- What you are asked to do: Add 10 to every number in the answer bounding-box coordinates and reproduce the listing, starting at its first line and ending at the line that contains "150;697;170;747", both included. Keep all other text unchanged, including the sample coordinates in the descriptions.

# start of Records

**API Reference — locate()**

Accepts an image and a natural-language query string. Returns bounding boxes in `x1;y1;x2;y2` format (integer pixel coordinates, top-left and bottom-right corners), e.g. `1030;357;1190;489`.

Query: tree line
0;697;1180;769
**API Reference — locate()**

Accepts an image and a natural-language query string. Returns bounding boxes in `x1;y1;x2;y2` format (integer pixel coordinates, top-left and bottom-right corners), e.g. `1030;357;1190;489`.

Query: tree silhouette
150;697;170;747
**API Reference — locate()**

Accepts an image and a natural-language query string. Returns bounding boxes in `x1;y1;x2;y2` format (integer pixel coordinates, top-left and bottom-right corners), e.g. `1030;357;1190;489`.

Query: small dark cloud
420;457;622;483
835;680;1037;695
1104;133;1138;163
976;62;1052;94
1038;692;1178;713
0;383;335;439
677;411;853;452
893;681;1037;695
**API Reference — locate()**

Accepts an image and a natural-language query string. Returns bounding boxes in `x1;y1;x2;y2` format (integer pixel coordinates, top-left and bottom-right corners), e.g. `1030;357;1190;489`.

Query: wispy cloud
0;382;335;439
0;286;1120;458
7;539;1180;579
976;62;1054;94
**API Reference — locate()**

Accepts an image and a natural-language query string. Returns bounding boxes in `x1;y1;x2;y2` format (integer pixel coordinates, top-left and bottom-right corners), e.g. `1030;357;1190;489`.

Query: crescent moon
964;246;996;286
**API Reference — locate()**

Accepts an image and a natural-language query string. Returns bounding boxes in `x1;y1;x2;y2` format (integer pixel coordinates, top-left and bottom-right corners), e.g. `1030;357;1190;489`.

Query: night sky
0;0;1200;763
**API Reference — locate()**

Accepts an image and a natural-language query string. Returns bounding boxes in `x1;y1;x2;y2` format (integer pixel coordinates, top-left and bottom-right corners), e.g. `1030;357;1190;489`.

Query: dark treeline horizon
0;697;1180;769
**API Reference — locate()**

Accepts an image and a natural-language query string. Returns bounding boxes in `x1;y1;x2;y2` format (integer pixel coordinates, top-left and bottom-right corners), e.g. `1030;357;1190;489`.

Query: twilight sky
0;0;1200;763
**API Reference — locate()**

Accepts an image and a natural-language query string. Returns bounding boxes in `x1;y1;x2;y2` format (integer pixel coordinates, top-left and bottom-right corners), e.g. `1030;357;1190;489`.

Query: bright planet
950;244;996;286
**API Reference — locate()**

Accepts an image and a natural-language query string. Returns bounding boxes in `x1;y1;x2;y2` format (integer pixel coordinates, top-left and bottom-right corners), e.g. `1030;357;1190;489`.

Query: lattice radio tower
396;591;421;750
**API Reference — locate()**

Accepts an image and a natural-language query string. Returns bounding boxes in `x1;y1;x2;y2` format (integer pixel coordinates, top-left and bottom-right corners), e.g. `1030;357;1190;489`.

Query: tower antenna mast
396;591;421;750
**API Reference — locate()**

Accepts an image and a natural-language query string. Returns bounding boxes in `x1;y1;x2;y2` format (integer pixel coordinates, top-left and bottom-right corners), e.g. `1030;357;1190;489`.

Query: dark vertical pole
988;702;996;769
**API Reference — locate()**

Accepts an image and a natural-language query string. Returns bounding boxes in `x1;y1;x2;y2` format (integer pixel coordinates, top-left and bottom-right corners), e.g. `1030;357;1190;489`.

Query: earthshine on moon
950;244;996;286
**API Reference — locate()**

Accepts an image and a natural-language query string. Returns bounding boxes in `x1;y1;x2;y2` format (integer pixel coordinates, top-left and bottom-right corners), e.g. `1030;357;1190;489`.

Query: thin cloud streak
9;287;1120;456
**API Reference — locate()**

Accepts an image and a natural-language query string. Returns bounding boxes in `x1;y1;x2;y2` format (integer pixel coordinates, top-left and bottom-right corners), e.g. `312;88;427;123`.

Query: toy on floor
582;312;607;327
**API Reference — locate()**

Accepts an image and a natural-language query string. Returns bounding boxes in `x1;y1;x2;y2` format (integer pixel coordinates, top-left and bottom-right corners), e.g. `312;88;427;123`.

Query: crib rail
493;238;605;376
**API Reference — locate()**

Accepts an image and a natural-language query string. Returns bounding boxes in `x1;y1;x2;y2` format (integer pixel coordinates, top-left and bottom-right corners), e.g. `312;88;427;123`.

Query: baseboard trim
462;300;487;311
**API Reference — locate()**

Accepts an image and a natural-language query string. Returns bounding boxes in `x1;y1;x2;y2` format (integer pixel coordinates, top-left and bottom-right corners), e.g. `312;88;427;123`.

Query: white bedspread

# end of Records

- Answer to this problem:
**API Reference — locate()**

Accepts an image and a natural-language query string. Returns bounding boxes in `x1;y1;x2;y2` format (integer pixel coordinates, top-left and bottom-right corners), e.g. `1030;357;1190;489`.

Query: tree line
10;707;1190;779
**API Reference — locate()**

Accepts an image and a natural-language query string. Returns bounding boxes in `x1;y1;x2;y2` format (integer pixel coordinates, top-left and bottom-right corners), e.g. `1030;357;1190;489`.

Query: tree silhouette
160;707;180;757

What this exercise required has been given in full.